▶ **EXERCISE INSTRUCTIONS**:
Show each line from the listing that includes the word "every".

▶ **SUPPLIED INFORMATION**:
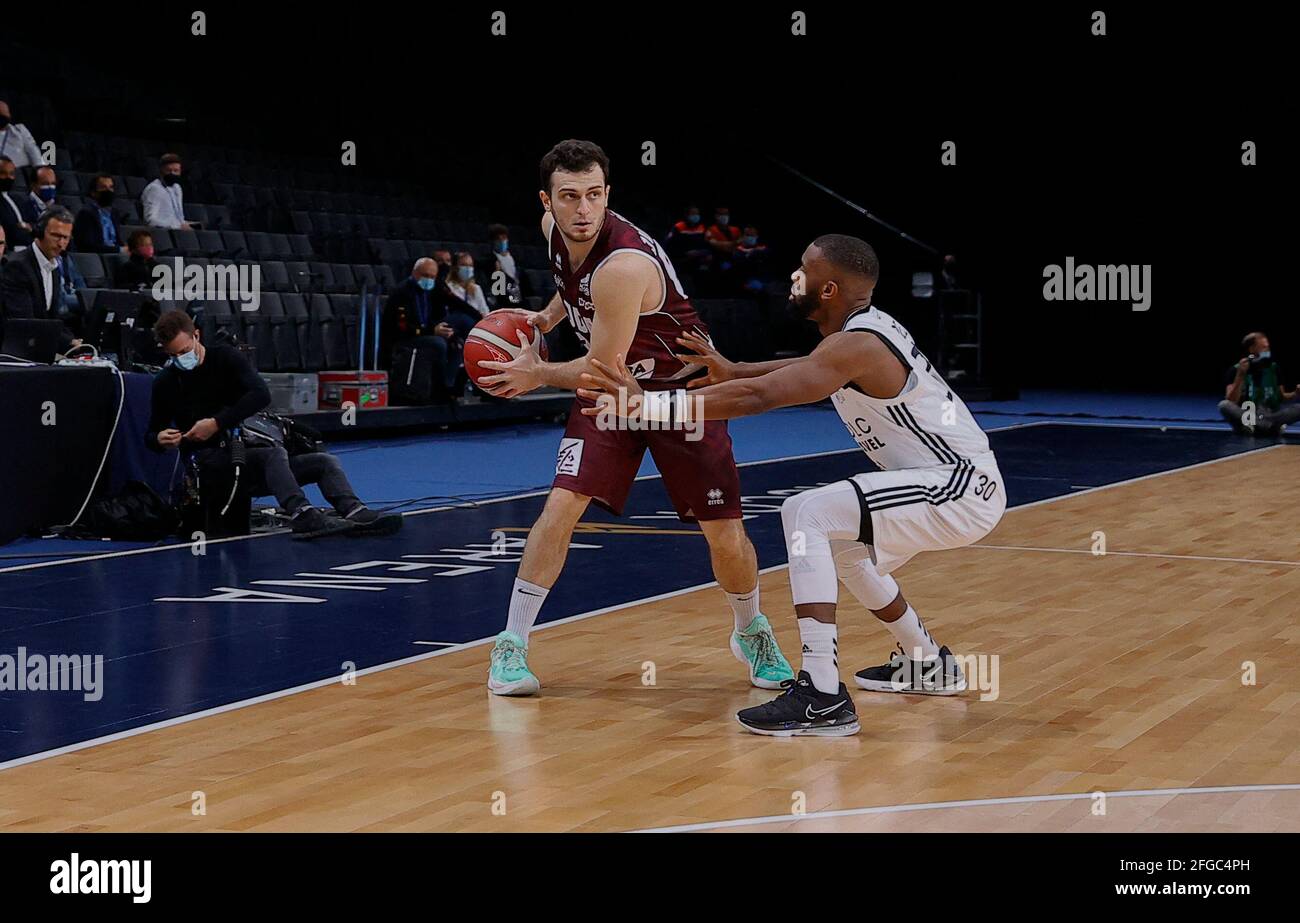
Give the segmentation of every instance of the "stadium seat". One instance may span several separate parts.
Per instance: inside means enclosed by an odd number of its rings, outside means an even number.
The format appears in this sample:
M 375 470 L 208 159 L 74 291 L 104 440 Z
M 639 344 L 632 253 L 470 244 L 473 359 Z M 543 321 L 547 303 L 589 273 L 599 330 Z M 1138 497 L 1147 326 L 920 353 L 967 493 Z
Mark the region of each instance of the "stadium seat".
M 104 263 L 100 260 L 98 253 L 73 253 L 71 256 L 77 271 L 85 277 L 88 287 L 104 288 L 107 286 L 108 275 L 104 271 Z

==

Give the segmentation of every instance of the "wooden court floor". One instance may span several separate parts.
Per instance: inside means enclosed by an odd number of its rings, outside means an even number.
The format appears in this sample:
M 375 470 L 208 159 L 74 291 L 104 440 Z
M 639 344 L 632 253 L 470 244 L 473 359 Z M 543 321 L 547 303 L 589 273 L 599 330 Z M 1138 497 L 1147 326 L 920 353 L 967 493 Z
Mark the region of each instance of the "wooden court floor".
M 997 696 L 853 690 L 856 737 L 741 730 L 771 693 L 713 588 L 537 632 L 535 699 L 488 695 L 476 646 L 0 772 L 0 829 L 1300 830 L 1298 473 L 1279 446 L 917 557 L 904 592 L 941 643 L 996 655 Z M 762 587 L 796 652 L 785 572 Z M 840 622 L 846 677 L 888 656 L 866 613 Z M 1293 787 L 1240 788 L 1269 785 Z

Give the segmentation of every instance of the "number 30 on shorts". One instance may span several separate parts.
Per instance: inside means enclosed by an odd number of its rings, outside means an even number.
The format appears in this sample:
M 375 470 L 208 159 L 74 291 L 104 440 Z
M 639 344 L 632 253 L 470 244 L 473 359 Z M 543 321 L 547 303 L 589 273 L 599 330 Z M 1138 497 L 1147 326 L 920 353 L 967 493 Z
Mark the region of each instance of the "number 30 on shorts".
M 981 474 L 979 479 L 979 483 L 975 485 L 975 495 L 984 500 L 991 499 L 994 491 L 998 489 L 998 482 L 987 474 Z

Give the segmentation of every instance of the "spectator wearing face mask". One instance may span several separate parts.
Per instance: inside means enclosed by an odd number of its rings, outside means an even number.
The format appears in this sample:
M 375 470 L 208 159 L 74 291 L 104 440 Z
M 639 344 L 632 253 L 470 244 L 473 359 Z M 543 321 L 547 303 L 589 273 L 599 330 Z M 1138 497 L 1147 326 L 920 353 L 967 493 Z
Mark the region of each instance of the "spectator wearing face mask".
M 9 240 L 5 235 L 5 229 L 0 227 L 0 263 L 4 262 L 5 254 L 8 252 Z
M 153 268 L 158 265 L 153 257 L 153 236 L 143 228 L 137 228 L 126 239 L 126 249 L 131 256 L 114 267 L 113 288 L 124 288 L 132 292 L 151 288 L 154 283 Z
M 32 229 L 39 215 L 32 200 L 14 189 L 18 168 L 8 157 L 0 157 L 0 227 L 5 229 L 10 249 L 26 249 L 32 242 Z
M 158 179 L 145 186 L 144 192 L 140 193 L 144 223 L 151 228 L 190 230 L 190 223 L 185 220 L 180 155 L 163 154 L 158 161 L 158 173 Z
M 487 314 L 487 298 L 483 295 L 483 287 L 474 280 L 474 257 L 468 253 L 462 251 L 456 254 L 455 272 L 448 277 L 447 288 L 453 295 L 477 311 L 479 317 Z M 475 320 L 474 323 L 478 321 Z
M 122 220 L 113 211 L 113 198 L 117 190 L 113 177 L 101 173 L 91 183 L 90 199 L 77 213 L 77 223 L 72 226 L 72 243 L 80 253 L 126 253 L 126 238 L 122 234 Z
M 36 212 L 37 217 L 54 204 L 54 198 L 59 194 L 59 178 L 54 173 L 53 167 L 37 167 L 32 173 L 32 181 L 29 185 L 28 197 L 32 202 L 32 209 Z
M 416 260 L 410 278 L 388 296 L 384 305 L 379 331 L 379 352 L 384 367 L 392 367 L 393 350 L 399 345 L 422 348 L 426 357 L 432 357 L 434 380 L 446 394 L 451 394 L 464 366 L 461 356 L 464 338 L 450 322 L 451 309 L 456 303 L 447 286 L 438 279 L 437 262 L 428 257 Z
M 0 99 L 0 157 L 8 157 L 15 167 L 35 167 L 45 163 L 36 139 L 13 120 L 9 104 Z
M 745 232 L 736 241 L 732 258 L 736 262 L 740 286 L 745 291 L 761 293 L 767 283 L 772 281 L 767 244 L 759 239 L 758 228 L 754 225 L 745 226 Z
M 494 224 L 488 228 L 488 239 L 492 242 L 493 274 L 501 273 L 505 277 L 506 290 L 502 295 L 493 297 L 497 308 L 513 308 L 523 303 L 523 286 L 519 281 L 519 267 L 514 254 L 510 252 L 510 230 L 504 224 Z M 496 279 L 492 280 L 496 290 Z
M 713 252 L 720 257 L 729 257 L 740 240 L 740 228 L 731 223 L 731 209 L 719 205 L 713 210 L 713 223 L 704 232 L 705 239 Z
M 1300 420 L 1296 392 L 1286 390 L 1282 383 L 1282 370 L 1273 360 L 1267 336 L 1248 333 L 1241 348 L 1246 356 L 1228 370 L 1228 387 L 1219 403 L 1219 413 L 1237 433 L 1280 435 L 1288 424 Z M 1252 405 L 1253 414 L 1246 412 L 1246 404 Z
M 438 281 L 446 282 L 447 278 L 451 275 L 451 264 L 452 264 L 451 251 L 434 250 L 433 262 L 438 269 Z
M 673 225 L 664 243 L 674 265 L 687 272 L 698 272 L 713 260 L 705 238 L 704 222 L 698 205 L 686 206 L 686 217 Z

▶ **YOUR SOLUTION**:
Give the segmentation of every instance of the "stadium seat". One instance may span several separate parts.
Give the segmentation of every instance of the "wooden court floor". One instance may span several separate parts.
Give the segmentation of every instance of the "number 30 on shorts". One instance may span several separate parts.
Give the segmentation of every instance of the "spectator wearing face mask". One instance may span several separate parts.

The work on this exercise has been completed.